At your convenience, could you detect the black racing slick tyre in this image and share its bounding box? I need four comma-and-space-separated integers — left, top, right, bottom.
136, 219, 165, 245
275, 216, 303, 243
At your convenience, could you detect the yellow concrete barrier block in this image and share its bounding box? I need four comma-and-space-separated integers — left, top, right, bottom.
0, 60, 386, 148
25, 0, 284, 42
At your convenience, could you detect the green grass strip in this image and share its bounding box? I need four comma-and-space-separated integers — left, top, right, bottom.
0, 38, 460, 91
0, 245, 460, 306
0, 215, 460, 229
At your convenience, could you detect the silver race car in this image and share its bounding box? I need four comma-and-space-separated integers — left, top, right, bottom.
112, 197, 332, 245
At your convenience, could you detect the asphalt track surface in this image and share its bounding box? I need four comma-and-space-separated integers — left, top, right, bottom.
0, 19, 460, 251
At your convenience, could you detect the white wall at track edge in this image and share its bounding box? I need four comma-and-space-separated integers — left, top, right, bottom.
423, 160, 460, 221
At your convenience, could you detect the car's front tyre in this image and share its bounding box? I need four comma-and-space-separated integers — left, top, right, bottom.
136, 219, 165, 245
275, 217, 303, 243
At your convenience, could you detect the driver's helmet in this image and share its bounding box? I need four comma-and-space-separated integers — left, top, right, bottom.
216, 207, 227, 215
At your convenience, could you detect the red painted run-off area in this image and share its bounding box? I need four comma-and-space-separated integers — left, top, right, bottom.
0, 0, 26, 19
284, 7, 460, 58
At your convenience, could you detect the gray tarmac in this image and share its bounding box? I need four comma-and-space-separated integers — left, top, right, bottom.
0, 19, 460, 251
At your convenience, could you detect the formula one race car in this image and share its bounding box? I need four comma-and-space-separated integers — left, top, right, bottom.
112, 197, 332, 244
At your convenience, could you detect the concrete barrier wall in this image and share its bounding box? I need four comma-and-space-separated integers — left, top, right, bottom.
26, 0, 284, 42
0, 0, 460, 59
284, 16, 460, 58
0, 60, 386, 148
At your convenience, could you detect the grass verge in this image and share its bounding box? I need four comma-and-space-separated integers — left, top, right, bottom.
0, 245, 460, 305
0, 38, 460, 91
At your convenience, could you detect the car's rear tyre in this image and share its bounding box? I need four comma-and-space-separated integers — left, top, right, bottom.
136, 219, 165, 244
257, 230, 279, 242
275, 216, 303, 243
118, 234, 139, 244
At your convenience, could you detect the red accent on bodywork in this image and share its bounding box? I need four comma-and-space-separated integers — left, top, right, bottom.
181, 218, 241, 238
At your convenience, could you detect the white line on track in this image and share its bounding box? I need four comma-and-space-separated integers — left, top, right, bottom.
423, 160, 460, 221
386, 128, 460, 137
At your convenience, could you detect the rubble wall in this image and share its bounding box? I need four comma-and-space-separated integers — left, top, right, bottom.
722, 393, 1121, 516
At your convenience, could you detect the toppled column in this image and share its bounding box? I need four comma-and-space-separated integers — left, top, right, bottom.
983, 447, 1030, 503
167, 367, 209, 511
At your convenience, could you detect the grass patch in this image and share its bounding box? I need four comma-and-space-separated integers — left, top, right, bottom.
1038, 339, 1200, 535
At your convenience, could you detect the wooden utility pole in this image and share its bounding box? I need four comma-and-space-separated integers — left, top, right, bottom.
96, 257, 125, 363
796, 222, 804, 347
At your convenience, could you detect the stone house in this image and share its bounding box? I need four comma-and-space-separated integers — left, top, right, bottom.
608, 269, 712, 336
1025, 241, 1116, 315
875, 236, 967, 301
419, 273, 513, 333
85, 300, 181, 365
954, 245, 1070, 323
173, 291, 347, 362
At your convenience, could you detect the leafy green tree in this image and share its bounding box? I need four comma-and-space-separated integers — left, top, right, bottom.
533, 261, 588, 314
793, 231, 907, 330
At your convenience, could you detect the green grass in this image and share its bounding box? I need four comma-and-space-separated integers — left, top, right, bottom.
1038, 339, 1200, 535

# Written exercise:
Reproduce all of the entries above word for word, without changing or omitting anything.

# Written solution:
At your convenience, could you detect the black racing slick tyre in this image and share its bounding box? I need four comma-and-space-separated integers — left, top, right, bottom.
136, 219, 165, 245
275, 216, 303, 243
At your convenience, could you detect the yellow concrete barrier block in this image and share its bounding box? I need four comma-and-space-separated integers — left, top, right, bottom.
0, 60, 386, 148
25, 0, 284, 42
At your convenience, could you detect the green grass strip in this image and share its bounding box? I need four comma-and-space-separated integers — left, top, right, bottom.
0, 38, 460, 91
0, 245, 460, 306
0, 215, 460, 229
At your convenience, could you detect the silver race car in this image and share its bounding box? I need four comma-and-space-separated integers — left, top, right, bottom.
112, 197, 332, 245
At your convenience, could you detect the asphalt track surface in this image and share its bounding box? I need four comma-and-space-separated integers — left, top, right, bottom.
0, 19, 460, 251
At your convenience, could you detect the white wall at track edge in this image and share its bounding box? I need four comma-and-space-separated integers — left, top, right, bottom.
423, 160, 460, 221
At your convenience, could you detect the car's front tyre in this image and share its bounding box? I need four comma-and-space-separated integers — left, top, right, bottom.
136, 219, 165, 245
275, 217, 303, 243
At your convenience, could you detect the driver's helmet in this image and share its bounding box? I need four comma-and-space-separated integers — left, top, right, bottom.
216, 207, 227, 215
At your convenience, could you detect the red painted run-off area in this image and share its bounding box? I need four comma-and-space-separated integers — left, top, right, bottom.
0, 0, 26, 19
284, 7, 460, 58
At your convenience, could you detect the gray tarmac in this image and share its bounding box? I need four comma-and-space-separated integers — left, top, right, bottom.
0, 19, 460, 251
At your convenience, could you detect the formula one race car in this image and share its bounding box? I need four comma-and-space-separated integers — left, top, right, bottom.
112, 197, 332, 244
At your convenience, could you detect the concrete barrier wall in this image and share its bounding box? I need four comma-and-space-separated integers — left, top, right, bottom.
26, 0, 284, 42
0, 0, 460, 59
284, 16, 460, 58
0, 60, 386, 148
At your convenience, could you detect the grass verge in this image and share its bounding box? I need four comma-and-space-separated integers — left, top, right, bottom.
0, 245, 460, 305
0, 38, 460, 91
At your convenience, could you detect the car's rear tyre in this image and share its bounding box? I need four comma-and-space-separated integers — left, top, right, bottom.
136, 219, 165, 244
257, 230, 279, 242
275, 216, 303, 243
118, 234, 139, 244
At your convenience, could you detect the red accent on bodywork in this image and share its bounding box? I need four comma-and-space-separated integers — left, top, right, bottom.
181, 218, 241, 238
At your convenience, could you detect the white line on track in this image and share its bounding box? I need four comma-and-space-separated integers — left, top, right, bottom.
423, 160, 460, 221
386, 128, 460, 137
At your convenience, could you detect the rubble wall in this image and share its bounding box? I need four comma-and-space-separated integers — left, top, right, bottom.
722, 393, 1121, 516
At your convenience, could you detect the toppled column in this image and share its bounding box? I need four comma-and-space-separated integers — left, top, right, bottom.
983, 447, 1030, 503
167, 367, 209, 511
At your convenience, could you detect the grass patch in this image and share its bounding box? I need four comma-and-space-separated integers — left, top, right, bottom.
1038, 339, 1200, 535
At your convenience, could you detect the wooden utility pole in this image and share its bounding box? I need four comma-and-space-separated integers — left, top, right, bottom.
96, 257, 125, 363
796, 222, 804, 347
At your convenience, could you detect the stone house in this image and share its bounding box? I need four comma-and-space-separated integers — left, top, right, bottom.
608, 269, 712, 336
1025, 241, 1116, 315
875, 236, 967, 301
419, 273, 513, 333
85, 300, 181, 365
954, 245, 1070, 323
173, 291, 347, 362
At your convenience, could you detect the leafy green tree in this image and share its bounding box? I need four comma-and-space-separated integers — left, top, right, bottom.
533, 261, 588, 314
793, 231, 907, 330
At your convenience, could you detect the green grass in this image and share its bounding box? I need four comma-and-space-separated integers — left, top, right, bottom.
1038, 339, 1200, 535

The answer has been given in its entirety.